-- start Quoted text --
Add dask query-planning support #139

rjzamora · 2024-07-05T17:54:05Z

This PR adds support for query-planning in dask.

Checklist

I am familiar with the Contributing Guide.
New or Existing tests cover these changes.
The documentation is up to date with these changes.

Signed-off-by: rjzamora <[email protected]>

rjzamora · 2024-07-05T18:00:31Z

nemo_curator/utils/fuzzy_dedup_utils/merge_utils.py

@@ -36,6 +34,16 @@ def _split_part(part, nsplits):


 def text_bytes_aware_merge(text_df, right_df, broadcast=True, *, on):


Is this function currently used anywhere?

I don't see any usage of this function. cc: @VibhuJawa in case you recall any background and if this is needed or not

Dont think this is needed anymore.
-- end Quoted text --
**Exercise requirements**
A: From the dask query-planning thread, extract the passage from "I don't see" to "is needed anymore." and copy it word for word.
B: Continue the dask query-planning thread from the point where it ends.
The listing has no part in this work.
-- start Data extract --
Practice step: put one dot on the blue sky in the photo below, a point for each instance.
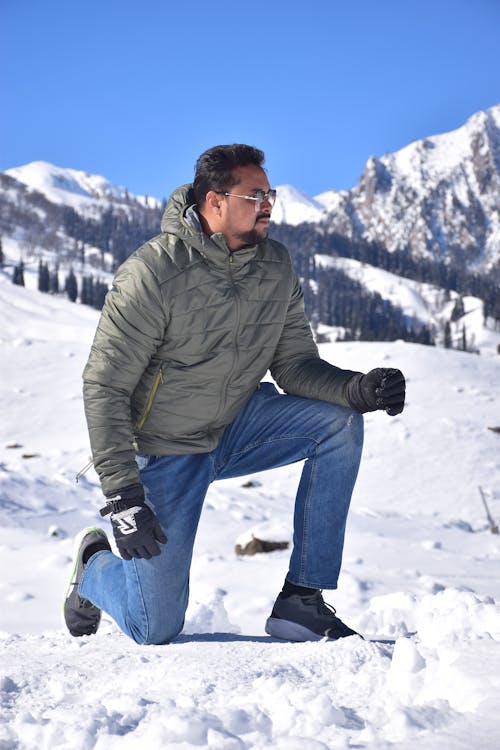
(137, 90)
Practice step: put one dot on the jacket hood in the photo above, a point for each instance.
(180, 200)
(181, 219)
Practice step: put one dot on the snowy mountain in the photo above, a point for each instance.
(438, 197)
(294, 207)
(419, 579)
(72, 187)
(428, 213)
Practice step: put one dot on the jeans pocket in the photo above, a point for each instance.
(143, 461)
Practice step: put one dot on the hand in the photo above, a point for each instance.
(381, 388)
(135, 527)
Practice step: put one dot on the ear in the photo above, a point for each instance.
(213, 202)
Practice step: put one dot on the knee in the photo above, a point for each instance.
(159, 634)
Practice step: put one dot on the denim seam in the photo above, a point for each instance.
(141, 597)
(305, 533)
(261, 443)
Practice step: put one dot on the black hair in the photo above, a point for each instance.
(214, 168)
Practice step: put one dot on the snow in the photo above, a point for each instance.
(294, 207)
(71, 187)
(422, 303)
(420, 575)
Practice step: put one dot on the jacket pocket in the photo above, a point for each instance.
(149, 403)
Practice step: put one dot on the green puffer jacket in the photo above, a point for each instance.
(187, 332)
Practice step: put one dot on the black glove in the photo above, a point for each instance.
(381, 388)
(135, 527)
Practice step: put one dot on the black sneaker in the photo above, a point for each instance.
(81, 616)
(305, 618)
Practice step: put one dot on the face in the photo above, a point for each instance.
(240, 223)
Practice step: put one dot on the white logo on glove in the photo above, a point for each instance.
(125, 520)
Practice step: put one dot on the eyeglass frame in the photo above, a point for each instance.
(268, 196)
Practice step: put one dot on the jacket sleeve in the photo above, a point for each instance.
(297, 366)
(130, 330)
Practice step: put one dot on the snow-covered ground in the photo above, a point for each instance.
(420, 577)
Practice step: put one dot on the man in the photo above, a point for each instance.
(174, 400)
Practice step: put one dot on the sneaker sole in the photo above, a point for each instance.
(287, 630)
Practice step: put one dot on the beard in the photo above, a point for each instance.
(255, 235)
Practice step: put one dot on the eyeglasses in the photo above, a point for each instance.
(260, 197)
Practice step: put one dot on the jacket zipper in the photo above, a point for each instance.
(235, 338)
(149, 404)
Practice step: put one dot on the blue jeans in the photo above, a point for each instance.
(148, 598)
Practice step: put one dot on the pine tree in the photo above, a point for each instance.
(18, 277)
(54, 281)
(43, 277)
(71, 286)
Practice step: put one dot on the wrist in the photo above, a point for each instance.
(126, 498)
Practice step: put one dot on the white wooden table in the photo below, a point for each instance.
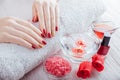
(112, 63)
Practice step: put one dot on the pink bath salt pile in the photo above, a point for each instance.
(57, 66)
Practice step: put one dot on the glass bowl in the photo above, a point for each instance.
(81, 46)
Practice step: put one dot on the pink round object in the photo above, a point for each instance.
(57, 66)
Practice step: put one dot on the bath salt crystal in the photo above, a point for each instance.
(57, 66)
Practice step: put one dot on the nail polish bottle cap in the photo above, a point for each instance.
(106, 39)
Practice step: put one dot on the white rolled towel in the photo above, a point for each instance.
(75, 15)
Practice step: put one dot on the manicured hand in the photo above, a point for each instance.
(15, 30)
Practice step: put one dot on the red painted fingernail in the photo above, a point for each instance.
(56, 28)
(44, 42)
(34, 47)
(44, 32)
(35, 19)
(49, 35)
(43, 35)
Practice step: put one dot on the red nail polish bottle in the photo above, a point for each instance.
(98, 59)
(85, 69)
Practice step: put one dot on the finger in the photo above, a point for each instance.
(40, 13)
(52, 18)
(17, 40)
(29, 32)
(47, 18)
(31, 26)
(34, 13)
(56, 17)
(24, 36)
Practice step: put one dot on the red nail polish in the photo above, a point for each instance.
(49, 35)
(56, 28)
(85, 70)
(35, 19)
(44, 42)
(33, 46)
(98, 62)
(44, 32)
(43, 35)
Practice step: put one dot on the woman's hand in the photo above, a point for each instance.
(15, 30)
(46, 11)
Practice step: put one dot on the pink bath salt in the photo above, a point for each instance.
(78, 50)
(80, 43)
(57, 66)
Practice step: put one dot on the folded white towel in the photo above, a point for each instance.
(75, 15)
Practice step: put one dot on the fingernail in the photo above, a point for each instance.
(44, 42)
(56, 28)
(34, 47)
(43, 35)
(40, 46)
(49, 35)
(35, 19)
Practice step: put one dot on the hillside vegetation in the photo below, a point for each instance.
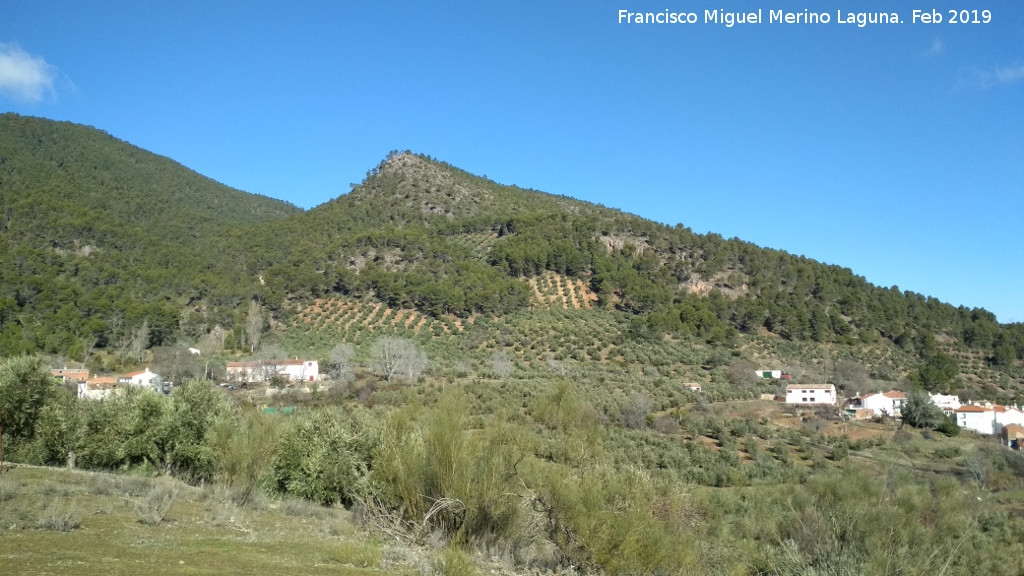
(504, 394)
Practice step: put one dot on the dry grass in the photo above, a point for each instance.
(201, 532)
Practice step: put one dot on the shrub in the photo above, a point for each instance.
(153, 509)
(325, 457)
(454, 562)
(244, 446)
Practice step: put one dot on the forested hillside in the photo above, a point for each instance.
(101, 239)
(99, 236)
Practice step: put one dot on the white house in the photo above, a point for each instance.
(98, 387)
(988, 418)
(947, 403)
(292, 370)
(881, 404)
(810, 395)
(143, 378)
(1006, 415)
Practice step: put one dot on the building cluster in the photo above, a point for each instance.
(97, 387)
(981, 417)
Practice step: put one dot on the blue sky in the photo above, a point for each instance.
(894, 150)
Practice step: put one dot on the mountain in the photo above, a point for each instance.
(99, 236)
(96, 235)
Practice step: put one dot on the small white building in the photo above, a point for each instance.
(811, 395)
(291, 370)
(1006, 415)
(988, 418)
(881, 404)
(98, 387)
(978, 418)
(947, 403)
(143, 378)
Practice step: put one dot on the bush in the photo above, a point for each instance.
(325, 457)
(153, 509)
(244, 446)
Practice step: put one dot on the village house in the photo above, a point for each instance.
(889, 404)
(291, 370)
(811, 395)
(70, 375)
(98, 387)
(947, 403)
(1013, 436)
(988, 418)
(143, 378)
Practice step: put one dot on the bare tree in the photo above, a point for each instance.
(139, 341)
(210, 344)
(340, 363)
(397, 357)
(254, 325)
(268, 363)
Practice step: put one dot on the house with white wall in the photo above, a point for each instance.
(261, 371)
(143, 378)
(888, 404)
(98, 387)
(1006, 415)
(988, 418)
(978, 418)
(70, 375)
(811, 395)
(947, 403)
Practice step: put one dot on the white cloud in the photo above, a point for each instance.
(1009, 75)
(986, 79)
(24, 76)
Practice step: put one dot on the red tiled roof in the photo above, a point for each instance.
(266, 363)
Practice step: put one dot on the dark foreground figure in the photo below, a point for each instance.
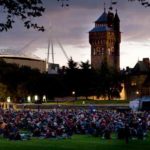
(64, 123)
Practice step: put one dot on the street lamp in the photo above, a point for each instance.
(44, 98)
(29, 99)
(8, 99)
(36, 98)
(74, 96)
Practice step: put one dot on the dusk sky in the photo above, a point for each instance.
(71, 25)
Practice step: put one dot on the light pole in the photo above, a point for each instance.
(74, 96)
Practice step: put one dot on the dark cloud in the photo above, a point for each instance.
(71, 25)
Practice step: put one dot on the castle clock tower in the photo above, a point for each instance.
(105, 40)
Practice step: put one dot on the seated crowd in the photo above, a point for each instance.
(64, 123)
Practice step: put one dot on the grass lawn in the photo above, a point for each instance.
(78, 142)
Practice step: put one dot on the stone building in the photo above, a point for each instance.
(105, 40)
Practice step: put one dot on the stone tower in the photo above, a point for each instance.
(105, 40)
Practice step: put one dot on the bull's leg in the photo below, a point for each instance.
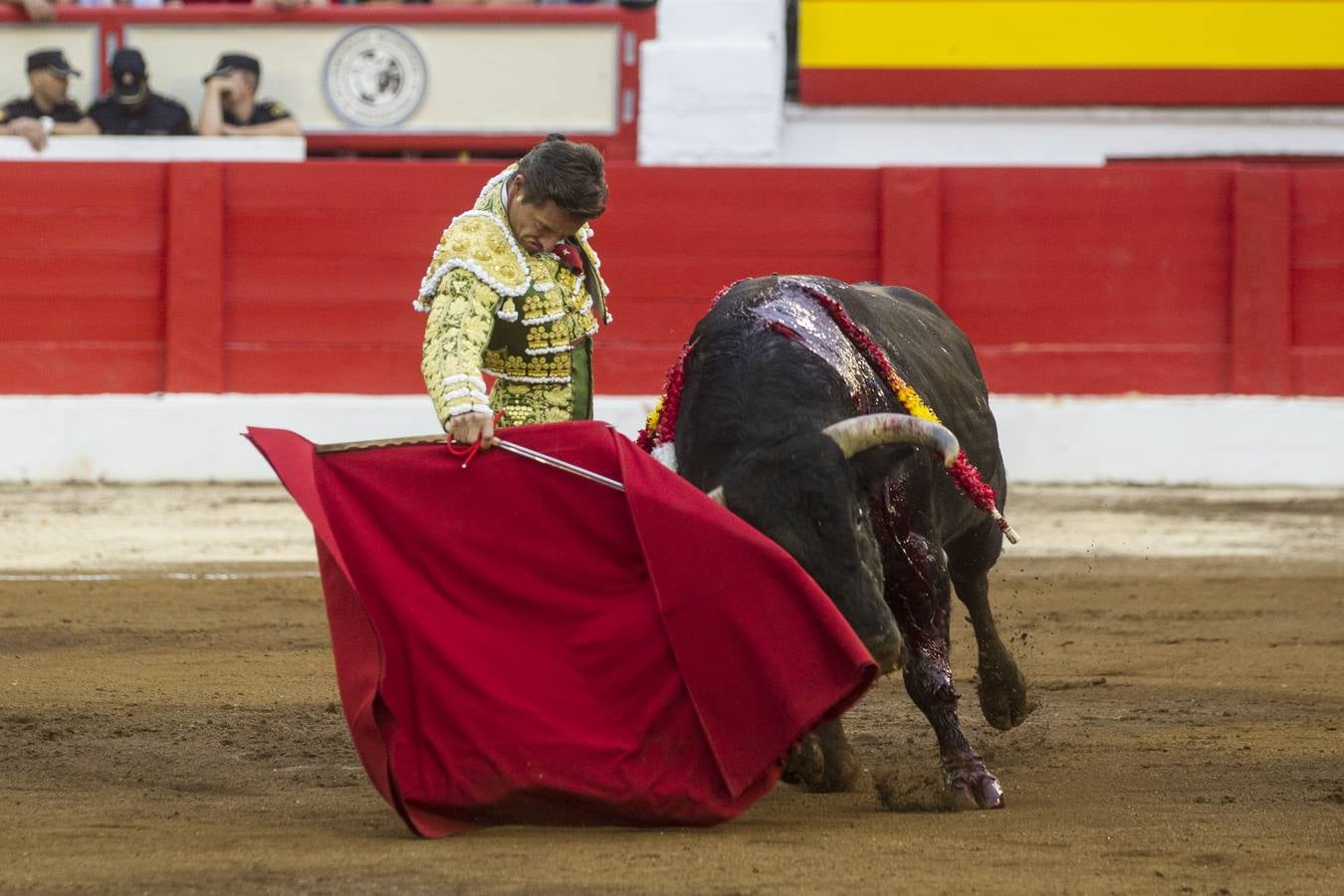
(1003, 691)
(920, 594)
(822, 762)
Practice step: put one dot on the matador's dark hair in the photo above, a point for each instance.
(570, 175)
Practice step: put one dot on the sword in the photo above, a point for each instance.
(508, 446)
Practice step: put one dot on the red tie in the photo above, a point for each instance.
(570, 257)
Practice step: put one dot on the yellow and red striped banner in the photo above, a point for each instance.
(1050, 51)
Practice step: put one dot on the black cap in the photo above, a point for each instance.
(127, 76)
(235, 61)
(54, 60)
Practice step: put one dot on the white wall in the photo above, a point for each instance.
(1158, 441)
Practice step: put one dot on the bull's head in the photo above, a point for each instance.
(810, 497)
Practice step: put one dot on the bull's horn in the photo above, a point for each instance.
(862, 433)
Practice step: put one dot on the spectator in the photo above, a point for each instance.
(37, 10)
(230, 107)
(131, 108)
(47, 111)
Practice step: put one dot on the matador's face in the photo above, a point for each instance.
(538, 227)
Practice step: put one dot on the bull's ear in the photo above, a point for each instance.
(876, 464)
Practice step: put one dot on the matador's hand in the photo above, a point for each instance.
(471, 426)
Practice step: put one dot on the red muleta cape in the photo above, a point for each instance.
(521, 645)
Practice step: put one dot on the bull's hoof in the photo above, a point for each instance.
(1003, 695)
(971, 786)
(821, 769)
(841, 770)
(805, 765)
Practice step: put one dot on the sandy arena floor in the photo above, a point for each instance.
(168, 719)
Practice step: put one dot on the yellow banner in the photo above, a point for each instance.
(1070, 34)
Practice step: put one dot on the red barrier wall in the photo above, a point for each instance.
(289, 278)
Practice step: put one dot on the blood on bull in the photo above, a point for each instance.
(851, 425)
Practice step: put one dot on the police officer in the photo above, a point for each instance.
(131, 108)
(230, 107)
(47, 111)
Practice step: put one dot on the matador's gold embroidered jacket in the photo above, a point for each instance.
(518, 316)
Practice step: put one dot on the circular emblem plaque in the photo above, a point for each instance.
(375, 77)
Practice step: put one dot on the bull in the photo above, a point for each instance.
(783, 416)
-- end Data extract --
**Task results**
A:
I don't see any usage of this function. cc: @VibhuJawa in case you recall any background and if this is needed or not

Dont think this is needed anymore.

B:
We previously added it while trying to be more conservative IIRC

https://github.com/rapidsai/rapids-deduplication/pull/68

Signed-off-by: rjzamora <[email protected]>

rjzamora · 2024-07-08T15:51:21Z

GPU tests pass locally for me - Let me know if others run into problems.

VibhuJawa

LGTM, thanks for working on this

ayushdg · 2024-07-30T16:13:37Z

I would like to hold off on merging until @ryantwolf has a chance to test a fuzzy dedup pipeline run with this pr & we try some larger scale runs and verify correctness.

rjzamora · 2024-09-03T18:26:38Z

@ayushdg - Just a heads up that rapidsai/cudf#16684 implements a fast/experimental S3 code path for read_parquet in dask-cudf. However, that feature does require that query-planning be turned on. It is also worth noting that the legacy API will probably raise a deprecation warning in the near future.

ayushdg · 2024-09-03T21:33:43Z

@ayushdg - Just a heads up that rapidsai/cudf#16684 implements a fast/experimental S3 code path for read_parquet in dask-cudf. However, that feature does require that query-planning be turned on. It is also worth noting that the legacy API will probably raise a deprecation warning in the near future.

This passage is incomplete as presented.